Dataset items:
+--
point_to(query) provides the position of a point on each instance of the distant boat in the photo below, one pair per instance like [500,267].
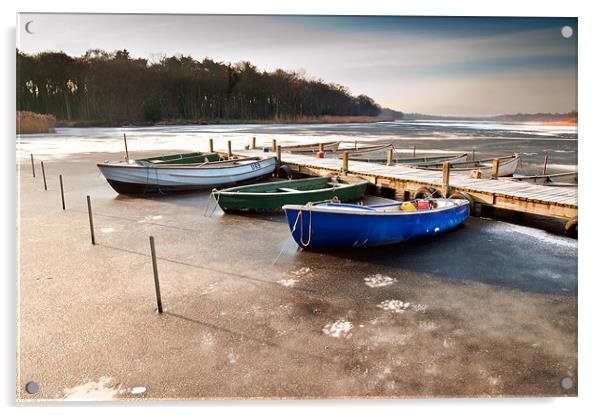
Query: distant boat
[506,167]
[335,225]
[272,196]
[311,148]
[557,179]
[171,173]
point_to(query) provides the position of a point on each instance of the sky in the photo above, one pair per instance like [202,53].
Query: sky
[429,65]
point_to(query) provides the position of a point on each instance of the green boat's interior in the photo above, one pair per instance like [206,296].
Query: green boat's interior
[292,186]
[184,158]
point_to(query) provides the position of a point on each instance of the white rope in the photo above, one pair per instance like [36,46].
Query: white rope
[213,192]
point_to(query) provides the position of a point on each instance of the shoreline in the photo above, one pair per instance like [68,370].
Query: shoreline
[327,119]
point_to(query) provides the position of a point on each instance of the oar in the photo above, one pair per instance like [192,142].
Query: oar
[125,141]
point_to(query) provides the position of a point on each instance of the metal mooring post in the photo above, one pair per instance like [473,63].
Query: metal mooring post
[33,167]
[62,193]
[156,275]
[44,175]
[91,221]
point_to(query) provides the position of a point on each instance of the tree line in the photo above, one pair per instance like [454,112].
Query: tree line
[108,88]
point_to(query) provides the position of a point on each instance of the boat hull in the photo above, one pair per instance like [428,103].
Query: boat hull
[140,180]
[259,198]
[315,228]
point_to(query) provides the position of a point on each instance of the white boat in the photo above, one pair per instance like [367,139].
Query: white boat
[556,179]
[506,167]
[143,177]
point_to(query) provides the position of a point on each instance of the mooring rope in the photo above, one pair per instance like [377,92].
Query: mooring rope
[213,192]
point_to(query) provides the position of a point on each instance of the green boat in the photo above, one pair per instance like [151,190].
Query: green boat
[272,196]
[184,158]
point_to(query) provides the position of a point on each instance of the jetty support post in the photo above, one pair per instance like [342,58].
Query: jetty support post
[125,142]
[445,179]
[545,164]
[62,192]
[91,221]
[278,157]
[345,167]
[495,167]
[44,175]
[156,275]
[33,167]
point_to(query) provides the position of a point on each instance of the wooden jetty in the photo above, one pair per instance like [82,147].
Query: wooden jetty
[407,182]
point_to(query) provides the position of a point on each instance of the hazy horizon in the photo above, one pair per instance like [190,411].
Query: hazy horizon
[455,66]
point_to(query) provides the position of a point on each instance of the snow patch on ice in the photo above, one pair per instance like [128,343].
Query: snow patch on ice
[379,280]
[103,390]
[339,329]
[150,218]
[538,234]
[289,282]
[397,306]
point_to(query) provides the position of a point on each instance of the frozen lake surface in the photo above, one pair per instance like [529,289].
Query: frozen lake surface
[489,139]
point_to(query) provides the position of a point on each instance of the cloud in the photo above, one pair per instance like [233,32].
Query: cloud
[385,64]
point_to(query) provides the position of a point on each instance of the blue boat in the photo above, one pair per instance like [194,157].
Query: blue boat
[340,225]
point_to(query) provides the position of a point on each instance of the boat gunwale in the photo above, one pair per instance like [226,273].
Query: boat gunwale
[211,164]
[229,192]
[318,209]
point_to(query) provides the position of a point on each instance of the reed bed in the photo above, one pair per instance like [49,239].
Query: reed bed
[32,123]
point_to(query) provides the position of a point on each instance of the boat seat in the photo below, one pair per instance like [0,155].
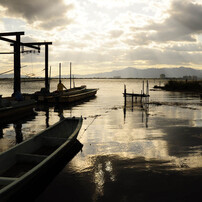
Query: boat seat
[25,157]
[7,180]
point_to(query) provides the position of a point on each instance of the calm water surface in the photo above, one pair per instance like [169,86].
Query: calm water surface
[121,145]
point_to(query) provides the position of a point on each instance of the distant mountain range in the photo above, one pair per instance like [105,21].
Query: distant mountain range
[131,72]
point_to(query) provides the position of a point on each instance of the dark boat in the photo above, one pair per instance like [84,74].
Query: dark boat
[12,110]
[32,159]
[71,98]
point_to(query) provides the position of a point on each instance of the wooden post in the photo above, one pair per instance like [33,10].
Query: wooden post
[143,87]
[59,71]
[124,94]
[70,75]
[17,66]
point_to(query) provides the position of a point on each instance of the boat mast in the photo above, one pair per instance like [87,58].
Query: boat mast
[59,71]
[70,75]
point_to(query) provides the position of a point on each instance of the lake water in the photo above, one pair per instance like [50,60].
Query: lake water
[128,154]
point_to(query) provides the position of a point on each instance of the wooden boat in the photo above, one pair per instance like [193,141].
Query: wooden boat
[41,95]
[30,160]
[75,97]
[11,110]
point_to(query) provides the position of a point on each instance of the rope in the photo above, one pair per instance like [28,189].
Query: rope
[89,125]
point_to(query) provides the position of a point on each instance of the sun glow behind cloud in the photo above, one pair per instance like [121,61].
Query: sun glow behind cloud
[106,35]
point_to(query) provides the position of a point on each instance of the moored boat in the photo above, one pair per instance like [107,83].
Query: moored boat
[32,159]
[75,97]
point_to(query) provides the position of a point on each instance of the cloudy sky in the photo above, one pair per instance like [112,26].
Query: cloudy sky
[105,35]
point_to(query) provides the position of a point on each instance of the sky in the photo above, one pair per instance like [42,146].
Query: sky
[104,35]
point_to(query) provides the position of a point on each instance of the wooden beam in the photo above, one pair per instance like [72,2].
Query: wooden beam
[22,44]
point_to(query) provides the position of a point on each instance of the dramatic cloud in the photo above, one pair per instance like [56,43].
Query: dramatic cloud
[105,35]
[182,23]
[46,14]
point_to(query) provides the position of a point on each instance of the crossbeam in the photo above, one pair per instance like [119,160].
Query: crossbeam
[38,43]
[13,42]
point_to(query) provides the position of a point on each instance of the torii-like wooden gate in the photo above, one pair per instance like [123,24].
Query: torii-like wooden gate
[17,61]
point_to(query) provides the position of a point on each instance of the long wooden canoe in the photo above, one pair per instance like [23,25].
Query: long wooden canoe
[33,158]
[87,93]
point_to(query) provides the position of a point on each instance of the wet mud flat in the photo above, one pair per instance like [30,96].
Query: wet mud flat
[136,179]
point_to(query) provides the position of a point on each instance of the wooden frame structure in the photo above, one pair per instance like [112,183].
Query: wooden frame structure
[17,59]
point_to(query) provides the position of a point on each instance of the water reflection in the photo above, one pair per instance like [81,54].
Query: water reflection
[18,132]
[118,178]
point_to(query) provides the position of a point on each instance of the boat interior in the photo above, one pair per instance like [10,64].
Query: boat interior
[23,157]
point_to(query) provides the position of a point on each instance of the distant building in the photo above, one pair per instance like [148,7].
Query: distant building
[190,78]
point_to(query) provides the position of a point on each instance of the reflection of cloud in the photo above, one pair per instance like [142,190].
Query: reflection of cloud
[136,179]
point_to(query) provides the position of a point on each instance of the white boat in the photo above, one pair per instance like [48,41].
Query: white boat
[32,159]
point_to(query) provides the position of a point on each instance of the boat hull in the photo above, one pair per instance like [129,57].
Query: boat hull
[88,93]
[35,154]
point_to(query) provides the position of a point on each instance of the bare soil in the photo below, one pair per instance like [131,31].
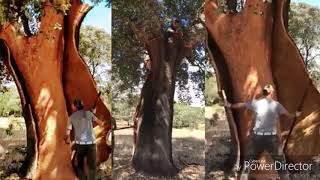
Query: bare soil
[218,155]
[13,151]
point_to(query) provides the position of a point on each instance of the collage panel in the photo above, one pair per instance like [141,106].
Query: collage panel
[55,61]
[159,89]
[158,70]
[265,67]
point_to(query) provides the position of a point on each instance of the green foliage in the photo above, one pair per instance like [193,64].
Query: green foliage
[95,49]
[304,28]
[186,116]
[10,103]
[4,77]
[123,109]
[135,21]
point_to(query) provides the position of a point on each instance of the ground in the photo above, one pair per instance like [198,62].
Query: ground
[13,150]
[187,146]
[218,142]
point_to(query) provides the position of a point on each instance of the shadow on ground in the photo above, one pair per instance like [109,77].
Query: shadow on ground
[13,152]
[219,161]
[185,149]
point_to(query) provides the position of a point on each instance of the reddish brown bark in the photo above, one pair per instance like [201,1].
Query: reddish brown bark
[46,67]
[256,50]
[153,150]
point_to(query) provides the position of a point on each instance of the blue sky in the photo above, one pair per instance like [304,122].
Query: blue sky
[312,2]
[99,16]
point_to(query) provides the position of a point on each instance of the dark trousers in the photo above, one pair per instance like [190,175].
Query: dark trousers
[257,145]
[88,151]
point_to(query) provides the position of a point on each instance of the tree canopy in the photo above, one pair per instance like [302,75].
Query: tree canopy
[136,22]
[304,28]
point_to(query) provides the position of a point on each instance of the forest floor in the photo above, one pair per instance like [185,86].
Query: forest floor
[13,150]
[218,158]
[188,146]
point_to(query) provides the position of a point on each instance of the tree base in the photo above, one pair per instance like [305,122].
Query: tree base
[154,166]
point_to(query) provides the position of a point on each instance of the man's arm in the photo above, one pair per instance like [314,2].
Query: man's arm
[283,111]
[98,121]
[67,135]
[235,106]
[291,115]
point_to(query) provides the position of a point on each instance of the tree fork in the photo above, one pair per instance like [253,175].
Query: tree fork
[28,168]
[153,151]
[77,80]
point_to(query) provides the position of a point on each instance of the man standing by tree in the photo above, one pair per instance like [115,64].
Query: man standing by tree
[81,122]
[264,132]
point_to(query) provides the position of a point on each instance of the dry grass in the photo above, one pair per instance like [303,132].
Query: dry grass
[187,144]
[13,151]
[218,154]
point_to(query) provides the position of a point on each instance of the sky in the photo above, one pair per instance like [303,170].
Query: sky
[99,16]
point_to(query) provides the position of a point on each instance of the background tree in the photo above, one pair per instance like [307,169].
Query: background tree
[244,65]
[304,28]
[138,33]
[38,42]
[95,49]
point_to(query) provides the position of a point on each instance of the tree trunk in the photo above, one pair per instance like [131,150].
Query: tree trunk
[153,151]
[257,50]
[41,66]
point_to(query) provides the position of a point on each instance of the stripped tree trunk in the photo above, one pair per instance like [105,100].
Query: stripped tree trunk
[42,71]
[251,49]
[153,151]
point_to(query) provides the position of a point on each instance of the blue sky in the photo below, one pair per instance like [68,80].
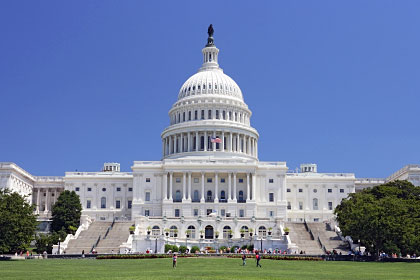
+--
WHAT YOU ARE ASKED TO DO:
Filtering the entries above by the word "below", copy each line that matches.

RESULT:
point_to(query) provides the position of a point on each instance of the distant boat in the photo below, one pair per instance like [500,267].
point_to(query) provides the position of a point on each instance of the boat seat in the photo below, one pair per instance like [0,155].
point_to(query) provides the position of a point on each instance of the bare soil in the photo below, one pair per instance like [131,31].
point_to(query) provides the position of a point on each instance of the blue sky in the photo below, one pair per instance like [68,80].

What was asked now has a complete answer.